Given passage =>

----

A different side of Hawthorne…
Book review:
“The Gentle Boy”
An 1832 short story by Nathaniel Hawthorne (1804-1864)
You may be surprised when I mention that Hawthorne wrote 72 short stories during his productive writing career that spanned nearly 40 years in the middle of the 19th century.
You may easily think of The Scarlet Letter and The House of the Seven Gables, but “The Gentle Boy”? Maybe not so much.
I was intrigued by a casual reference to this story on Goodreads, a go-to website for readers and authors.
“The Gentle Boy” isn’t exactly a light read. Hawthorne spares no details in flogging our 17th century Puritan forebears for their strident and militant prosecution of Catholics and Quakers, in fact, all non-Puritans.

----

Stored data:
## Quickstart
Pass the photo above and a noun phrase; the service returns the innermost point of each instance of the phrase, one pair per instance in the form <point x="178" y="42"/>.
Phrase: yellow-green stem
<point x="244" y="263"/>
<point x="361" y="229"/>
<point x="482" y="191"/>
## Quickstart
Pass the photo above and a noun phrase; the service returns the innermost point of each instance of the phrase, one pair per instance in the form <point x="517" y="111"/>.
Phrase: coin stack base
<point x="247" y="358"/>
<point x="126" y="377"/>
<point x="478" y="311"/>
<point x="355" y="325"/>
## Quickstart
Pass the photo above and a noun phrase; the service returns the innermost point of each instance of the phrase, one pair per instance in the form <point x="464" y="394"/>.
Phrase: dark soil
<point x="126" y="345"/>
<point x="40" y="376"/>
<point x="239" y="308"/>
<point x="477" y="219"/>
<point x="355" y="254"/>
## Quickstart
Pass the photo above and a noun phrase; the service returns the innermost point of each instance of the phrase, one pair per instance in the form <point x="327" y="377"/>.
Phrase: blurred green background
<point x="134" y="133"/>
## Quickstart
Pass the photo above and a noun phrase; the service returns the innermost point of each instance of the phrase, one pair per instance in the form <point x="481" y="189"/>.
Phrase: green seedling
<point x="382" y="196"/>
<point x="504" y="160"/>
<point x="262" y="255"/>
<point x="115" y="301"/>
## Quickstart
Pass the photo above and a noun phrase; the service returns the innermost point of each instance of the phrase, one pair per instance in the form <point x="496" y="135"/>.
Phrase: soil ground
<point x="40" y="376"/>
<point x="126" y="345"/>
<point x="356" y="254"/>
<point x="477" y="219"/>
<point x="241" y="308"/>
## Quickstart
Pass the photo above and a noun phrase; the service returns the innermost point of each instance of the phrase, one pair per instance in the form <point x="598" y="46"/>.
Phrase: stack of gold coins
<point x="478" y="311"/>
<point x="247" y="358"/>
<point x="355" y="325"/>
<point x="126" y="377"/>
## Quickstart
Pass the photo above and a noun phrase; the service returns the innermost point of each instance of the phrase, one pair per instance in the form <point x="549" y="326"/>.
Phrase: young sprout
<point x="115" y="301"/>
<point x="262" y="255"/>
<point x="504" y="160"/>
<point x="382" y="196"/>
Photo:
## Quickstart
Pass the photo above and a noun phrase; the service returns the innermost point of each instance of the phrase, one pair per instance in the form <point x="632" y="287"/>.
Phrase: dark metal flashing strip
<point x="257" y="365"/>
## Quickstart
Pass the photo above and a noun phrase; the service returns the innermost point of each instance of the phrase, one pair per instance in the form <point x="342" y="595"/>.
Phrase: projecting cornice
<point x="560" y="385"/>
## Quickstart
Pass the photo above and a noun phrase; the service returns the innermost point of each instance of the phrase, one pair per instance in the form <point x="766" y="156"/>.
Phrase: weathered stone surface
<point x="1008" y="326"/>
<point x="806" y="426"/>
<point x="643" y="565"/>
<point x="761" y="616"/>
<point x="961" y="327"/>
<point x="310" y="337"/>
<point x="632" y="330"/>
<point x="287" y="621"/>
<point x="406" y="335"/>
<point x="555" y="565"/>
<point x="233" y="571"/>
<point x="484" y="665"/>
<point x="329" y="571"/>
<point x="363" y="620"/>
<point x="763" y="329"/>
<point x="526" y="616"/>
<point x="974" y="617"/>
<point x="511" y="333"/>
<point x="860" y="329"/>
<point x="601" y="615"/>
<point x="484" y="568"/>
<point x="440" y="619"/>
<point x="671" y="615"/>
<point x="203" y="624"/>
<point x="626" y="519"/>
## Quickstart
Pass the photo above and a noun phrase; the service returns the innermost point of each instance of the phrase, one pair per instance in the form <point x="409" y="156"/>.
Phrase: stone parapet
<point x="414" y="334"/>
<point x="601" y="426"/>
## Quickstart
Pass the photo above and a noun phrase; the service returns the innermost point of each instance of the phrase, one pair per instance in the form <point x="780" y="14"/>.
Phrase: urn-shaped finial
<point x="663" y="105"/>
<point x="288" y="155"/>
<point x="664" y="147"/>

----

What to do =>
a. Please reproduce the part of the Hawthorne review starting with "An 1832 short" and going on through "fact, all non-Puritans.".
b. According to the Hawthorne review, how many short stories did Hawthorne write during his career?

Task answers =>
a.
An 1832 short story by Nathaniel Hawthorne (1804-1864)
You may be surprised when I mention that Hawthorne wrote 72 short stories during his productive writing career that spanned nearly 40 years in the middle of the 19th century.
You may easily think of The Scarlet Letter and The House of the Seven Gables, but “The Gentle Boy”? Maybe not so much.
I was intrigued by a casual reference to this story on Goodreads, a go-to website for readers and authors.
“The Gentle Boy” isn’t exactly a light read. Hawthorne spares no details in flogging our 17th century Puritan forebears for their strident and militant prosecution of Catholics and Quakers, in fact, all non-Puritans.

b. 72